WRITTEN EXERCISE ▸ Could you copy the material below word for word, from the line containing "in stands occupies." through the line containing "[153,40,173,68]", with both of those lines included and the pictures omitted?

DATA SUPPLIED ▸

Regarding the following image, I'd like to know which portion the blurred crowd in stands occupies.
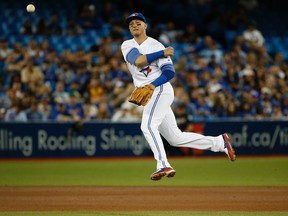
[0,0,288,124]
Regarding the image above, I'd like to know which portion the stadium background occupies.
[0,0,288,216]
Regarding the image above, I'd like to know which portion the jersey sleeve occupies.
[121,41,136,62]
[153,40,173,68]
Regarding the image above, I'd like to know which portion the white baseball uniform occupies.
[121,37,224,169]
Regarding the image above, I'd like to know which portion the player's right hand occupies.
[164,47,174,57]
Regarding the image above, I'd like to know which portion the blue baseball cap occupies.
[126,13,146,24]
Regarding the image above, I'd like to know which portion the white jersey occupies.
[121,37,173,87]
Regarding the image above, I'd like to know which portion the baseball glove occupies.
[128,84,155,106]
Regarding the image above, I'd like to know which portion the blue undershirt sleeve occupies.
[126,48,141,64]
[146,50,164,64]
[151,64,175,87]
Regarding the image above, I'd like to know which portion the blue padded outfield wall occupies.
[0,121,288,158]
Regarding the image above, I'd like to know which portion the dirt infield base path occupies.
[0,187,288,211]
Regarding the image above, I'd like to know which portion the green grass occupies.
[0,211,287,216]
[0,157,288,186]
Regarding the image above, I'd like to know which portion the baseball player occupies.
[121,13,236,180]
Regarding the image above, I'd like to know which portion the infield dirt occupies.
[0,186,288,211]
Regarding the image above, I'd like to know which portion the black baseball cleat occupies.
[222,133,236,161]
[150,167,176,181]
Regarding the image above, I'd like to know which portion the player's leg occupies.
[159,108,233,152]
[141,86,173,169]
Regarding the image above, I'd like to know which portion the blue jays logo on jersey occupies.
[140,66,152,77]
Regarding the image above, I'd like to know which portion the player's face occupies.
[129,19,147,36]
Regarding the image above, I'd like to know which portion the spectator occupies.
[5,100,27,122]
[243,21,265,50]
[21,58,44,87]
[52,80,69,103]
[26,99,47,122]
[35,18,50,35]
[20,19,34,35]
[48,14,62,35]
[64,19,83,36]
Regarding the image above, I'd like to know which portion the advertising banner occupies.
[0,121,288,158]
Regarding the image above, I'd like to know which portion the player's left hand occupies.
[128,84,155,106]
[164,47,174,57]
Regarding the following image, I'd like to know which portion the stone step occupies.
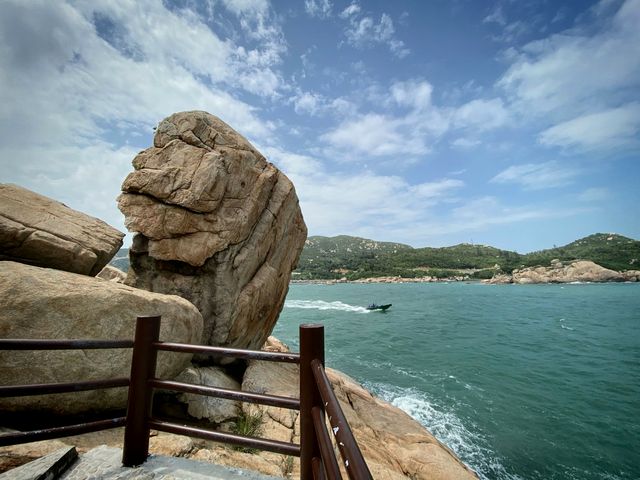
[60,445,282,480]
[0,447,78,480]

---

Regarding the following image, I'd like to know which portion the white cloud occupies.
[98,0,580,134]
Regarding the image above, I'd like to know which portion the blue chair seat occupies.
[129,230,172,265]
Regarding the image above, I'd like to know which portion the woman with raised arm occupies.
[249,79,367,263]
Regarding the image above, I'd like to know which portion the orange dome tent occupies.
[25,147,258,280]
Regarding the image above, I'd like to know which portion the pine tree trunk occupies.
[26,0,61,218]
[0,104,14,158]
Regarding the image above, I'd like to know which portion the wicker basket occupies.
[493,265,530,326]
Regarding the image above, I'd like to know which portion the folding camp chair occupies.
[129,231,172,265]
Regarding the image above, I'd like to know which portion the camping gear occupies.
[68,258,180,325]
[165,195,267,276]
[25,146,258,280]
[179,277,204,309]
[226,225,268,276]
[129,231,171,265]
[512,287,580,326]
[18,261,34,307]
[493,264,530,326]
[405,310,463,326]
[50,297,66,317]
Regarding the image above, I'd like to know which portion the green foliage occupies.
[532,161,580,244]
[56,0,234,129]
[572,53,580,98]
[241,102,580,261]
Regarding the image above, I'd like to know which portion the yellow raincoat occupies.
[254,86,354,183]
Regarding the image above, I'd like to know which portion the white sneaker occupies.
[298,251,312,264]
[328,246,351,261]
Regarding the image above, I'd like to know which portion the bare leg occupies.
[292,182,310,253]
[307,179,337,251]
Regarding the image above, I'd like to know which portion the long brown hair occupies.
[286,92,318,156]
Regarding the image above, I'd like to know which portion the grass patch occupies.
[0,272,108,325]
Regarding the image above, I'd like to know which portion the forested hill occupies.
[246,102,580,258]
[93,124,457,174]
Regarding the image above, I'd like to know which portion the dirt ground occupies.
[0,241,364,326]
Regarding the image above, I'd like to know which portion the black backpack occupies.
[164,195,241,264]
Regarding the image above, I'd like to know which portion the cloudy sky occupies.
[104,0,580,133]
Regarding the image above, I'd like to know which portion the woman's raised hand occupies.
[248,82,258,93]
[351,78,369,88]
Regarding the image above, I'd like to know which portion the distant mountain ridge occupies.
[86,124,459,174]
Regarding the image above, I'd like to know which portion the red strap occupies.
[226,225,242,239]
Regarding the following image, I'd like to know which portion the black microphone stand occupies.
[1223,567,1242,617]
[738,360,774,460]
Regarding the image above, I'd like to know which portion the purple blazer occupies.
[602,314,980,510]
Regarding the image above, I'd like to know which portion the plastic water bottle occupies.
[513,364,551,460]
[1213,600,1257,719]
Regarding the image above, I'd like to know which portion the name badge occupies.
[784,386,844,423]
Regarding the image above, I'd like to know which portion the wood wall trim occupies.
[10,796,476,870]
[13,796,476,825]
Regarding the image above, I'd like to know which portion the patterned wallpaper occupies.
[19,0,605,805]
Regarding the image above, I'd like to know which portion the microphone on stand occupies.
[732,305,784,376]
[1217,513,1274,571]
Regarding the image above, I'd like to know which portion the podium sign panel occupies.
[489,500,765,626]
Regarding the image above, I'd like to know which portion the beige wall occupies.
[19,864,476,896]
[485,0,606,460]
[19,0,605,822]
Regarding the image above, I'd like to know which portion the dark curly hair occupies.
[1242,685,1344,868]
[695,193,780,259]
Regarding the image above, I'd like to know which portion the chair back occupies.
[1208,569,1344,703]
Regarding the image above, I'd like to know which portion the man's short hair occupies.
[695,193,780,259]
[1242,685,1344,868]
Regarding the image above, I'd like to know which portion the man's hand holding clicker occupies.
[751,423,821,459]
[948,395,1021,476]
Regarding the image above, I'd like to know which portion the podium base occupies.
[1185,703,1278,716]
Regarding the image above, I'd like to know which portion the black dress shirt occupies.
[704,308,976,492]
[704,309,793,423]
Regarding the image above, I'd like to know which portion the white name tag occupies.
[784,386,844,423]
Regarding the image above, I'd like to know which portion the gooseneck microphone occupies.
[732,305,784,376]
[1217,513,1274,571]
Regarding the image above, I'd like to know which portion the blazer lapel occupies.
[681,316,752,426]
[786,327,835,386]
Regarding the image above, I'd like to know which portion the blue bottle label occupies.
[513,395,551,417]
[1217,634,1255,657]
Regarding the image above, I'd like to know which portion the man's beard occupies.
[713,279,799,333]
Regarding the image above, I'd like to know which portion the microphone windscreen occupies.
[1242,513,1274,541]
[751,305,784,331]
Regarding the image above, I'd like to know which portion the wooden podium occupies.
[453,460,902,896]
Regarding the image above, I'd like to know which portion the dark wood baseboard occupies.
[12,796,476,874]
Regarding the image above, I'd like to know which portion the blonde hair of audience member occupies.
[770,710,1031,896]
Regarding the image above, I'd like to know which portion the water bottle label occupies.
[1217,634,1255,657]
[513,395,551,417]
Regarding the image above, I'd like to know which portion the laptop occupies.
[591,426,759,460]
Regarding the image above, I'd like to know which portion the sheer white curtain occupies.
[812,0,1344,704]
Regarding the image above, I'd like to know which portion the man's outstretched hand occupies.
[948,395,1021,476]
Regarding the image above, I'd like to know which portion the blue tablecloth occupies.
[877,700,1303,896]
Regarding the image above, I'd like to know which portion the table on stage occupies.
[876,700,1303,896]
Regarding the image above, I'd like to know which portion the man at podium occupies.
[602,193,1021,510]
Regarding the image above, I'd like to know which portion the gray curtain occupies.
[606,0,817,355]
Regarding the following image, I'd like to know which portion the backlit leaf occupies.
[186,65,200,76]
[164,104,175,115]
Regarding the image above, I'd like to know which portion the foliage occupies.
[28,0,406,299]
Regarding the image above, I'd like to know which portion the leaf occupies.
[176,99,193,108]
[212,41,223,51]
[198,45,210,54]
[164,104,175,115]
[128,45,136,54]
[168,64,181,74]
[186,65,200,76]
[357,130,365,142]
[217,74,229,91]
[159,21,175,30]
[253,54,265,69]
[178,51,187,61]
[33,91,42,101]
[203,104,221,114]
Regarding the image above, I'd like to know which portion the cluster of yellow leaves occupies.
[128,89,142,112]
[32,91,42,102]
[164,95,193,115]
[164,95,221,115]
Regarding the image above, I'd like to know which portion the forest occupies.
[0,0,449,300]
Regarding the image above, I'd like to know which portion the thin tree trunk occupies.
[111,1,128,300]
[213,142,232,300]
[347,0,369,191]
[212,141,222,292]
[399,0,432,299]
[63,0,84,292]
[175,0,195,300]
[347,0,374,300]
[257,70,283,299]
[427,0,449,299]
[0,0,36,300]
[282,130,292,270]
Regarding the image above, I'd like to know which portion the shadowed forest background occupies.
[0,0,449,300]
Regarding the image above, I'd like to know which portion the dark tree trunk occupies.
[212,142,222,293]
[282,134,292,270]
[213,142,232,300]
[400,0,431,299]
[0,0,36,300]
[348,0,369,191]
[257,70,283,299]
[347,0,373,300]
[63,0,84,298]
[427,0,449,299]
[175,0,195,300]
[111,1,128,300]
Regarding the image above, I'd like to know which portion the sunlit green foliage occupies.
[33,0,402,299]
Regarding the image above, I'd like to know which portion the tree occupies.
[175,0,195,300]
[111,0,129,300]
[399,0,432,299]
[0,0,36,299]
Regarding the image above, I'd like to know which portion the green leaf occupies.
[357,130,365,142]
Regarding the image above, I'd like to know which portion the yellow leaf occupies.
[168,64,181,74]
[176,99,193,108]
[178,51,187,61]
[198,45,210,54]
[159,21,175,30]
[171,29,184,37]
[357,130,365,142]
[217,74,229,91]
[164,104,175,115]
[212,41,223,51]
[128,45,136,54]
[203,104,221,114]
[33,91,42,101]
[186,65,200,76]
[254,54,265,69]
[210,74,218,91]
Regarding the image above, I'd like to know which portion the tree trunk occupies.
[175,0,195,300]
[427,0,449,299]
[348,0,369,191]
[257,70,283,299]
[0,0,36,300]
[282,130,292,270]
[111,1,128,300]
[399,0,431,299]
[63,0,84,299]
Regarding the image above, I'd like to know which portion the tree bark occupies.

OUTPUT ▸
Regarding the following image, I'd like to know which portion the blurred crowd in stands occupies.
[0,0,288,124]
Regarding the image above, I'd like to know which portion the stadium background occupies.
[0,0,288,216]
Regarding the image above, I'd like to know which portion the jersey sleeve occupies.
[121,41,136,62]
[153,40,173,68]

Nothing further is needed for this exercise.